### Records supplied
__________________________________________________

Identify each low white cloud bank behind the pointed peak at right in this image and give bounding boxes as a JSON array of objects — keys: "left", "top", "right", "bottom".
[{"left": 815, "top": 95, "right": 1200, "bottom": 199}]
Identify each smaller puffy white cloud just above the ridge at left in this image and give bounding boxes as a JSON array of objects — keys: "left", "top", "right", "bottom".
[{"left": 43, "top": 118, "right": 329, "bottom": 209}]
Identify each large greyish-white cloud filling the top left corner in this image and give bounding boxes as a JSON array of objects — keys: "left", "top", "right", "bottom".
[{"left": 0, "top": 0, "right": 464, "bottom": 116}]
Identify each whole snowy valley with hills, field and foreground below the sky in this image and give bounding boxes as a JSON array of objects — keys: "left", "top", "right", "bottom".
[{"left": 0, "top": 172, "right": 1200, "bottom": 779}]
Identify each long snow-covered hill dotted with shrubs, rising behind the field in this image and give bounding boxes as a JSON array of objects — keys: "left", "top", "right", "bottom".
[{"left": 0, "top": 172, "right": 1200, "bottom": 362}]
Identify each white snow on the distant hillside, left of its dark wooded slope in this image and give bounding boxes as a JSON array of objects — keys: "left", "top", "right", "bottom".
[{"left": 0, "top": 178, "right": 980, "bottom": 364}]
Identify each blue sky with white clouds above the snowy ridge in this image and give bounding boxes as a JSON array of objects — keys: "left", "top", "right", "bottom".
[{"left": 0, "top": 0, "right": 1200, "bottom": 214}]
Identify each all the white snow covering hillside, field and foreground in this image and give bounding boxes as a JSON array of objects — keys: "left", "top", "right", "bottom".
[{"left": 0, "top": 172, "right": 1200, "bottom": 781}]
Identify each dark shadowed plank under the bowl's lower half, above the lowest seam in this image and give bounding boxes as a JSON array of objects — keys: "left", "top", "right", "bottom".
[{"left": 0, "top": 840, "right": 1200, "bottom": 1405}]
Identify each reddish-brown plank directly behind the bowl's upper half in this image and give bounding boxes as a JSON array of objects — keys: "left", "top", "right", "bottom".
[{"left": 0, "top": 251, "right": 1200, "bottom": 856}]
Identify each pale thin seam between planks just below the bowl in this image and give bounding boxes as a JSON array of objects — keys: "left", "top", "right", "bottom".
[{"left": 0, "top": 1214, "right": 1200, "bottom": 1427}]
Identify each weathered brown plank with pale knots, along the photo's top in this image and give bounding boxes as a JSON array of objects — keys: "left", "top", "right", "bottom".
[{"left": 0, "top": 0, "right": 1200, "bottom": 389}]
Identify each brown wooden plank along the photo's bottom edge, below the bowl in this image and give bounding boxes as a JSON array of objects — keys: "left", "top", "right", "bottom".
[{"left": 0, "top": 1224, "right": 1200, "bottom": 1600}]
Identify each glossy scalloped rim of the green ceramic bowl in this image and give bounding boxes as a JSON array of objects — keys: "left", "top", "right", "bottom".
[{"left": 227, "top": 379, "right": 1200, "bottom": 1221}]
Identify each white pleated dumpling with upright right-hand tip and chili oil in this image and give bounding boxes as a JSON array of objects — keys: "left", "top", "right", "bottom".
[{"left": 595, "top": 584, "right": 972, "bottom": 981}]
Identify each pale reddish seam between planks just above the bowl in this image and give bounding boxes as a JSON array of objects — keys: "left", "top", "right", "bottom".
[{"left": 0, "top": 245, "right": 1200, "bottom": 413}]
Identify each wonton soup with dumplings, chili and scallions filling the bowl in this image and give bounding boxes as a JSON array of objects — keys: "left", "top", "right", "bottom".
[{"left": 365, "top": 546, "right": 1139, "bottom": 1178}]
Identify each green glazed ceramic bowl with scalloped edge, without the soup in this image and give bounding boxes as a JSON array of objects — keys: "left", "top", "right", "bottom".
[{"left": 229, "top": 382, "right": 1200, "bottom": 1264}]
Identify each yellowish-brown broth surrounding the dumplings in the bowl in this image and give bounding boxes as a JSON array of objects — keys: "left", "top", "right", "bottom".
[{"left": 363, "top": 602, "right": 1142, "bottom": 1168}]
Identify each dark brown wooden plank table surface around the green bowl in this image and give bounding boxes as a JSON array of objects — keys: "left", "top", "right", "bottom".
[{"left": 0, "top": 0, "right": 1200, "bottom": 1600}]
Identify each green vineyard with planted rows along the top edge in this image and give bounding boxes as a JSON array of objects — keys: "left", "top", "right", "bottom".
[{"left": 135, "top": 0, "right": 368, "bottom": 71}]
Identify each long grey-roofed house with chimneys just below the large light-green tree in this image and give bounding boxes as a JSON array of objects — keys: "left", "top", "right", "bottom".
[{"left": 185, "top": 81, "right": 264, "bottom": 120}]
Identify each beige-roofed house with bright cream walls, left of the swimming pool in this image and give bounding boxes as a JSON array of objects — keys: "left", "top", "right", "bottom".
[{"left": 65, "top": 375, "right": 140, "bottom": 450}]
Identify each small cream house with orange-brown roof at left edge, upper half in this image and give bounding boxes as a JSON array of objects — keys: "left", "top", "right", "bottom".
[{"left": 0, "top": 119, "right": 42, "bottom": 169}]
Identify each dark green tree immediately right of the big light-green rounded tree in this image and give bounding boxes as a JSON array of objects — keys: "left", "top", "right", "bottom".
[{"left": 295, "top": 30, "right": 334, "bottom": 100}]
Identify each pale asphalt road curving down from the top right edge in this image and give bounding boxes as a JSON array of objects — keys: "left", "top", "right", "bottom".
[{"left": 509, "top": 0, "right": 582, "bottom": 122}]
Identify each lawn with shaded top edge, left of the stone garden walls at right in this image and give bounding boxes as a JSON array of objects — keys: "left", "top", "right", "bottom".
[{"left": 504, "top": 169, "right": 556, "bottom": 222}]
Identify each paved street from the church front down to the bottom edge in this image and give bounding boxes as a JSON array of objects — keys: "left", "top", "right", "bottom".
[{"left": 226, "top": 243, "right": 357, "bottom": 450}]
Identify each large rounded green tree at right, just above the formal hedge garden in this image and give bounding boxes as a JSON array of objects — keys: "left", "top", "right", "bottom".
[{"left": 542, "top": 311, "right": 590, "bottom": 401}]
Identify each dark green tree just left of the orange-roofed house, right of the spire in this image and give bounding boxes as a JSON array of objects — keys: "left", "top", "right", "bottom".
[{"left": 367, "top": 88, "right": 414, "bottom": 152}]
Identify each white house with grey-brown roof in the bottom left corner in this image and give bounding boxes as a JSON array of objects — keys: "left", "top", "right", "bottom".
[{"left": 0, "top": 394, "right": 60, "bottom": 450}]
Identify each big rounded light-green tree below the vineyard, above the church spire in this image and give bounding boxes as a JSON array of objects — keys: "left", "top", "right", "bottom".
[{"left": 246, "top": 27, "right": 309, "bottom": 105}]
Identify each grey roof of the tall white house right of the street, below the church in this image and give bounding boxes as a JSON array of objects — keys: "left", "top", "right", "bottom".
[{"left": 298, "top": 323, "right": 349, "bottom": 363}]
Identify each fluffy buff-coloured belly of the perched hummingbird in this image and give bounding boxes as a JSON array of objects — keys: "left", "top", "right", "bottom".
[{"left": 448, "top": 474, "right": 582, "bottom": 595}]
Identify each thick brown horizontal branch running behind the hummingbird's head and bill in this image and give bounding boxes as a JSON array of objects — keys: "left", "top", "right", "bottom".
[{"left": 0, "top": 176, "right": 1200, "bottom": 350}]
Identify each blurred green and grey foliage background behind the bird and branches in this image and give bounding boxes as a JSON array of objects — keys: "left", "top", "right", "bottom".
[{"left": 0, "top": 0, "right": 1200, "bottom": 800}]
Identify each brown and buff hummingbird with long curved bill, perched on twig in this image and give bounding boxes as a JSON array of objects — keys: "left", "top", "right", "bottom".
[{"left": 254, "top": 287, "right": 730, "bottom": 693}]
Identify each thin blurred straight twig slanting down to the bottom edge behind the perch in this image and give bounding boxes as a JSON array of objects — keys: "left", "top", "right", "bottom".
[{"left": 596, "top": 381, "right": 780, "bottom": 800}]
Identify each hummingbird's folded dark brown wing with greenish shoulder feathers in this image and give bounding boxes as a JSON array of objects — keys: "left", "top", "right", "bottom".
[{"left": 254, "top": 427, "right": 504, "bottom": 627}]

__________________________________________________

### Problem description
An exact, line-for-line copy is required: from the line containing "Identify each thin" through the final line of the listing above, both included, with nothing else.

### Response to this exercise
Identify each thin blurred straight twig slanting down to the bottom edge behind the perch in this image and give bounding boxes as a JSON array of objects — keys: "left", "top", "right", "bottom".
[{"left": 596, "top": 381, "right": 780, "bottom": 800}]
Identify each hummingbird's folded dark brown wing with greenish shoulder feathers in this image and give bounding boxes as a JSON array of objects — keys: "left", "top", "right", "bottom".
[{"left": 254, "top": 427, "right": 504, "bottom": 627}]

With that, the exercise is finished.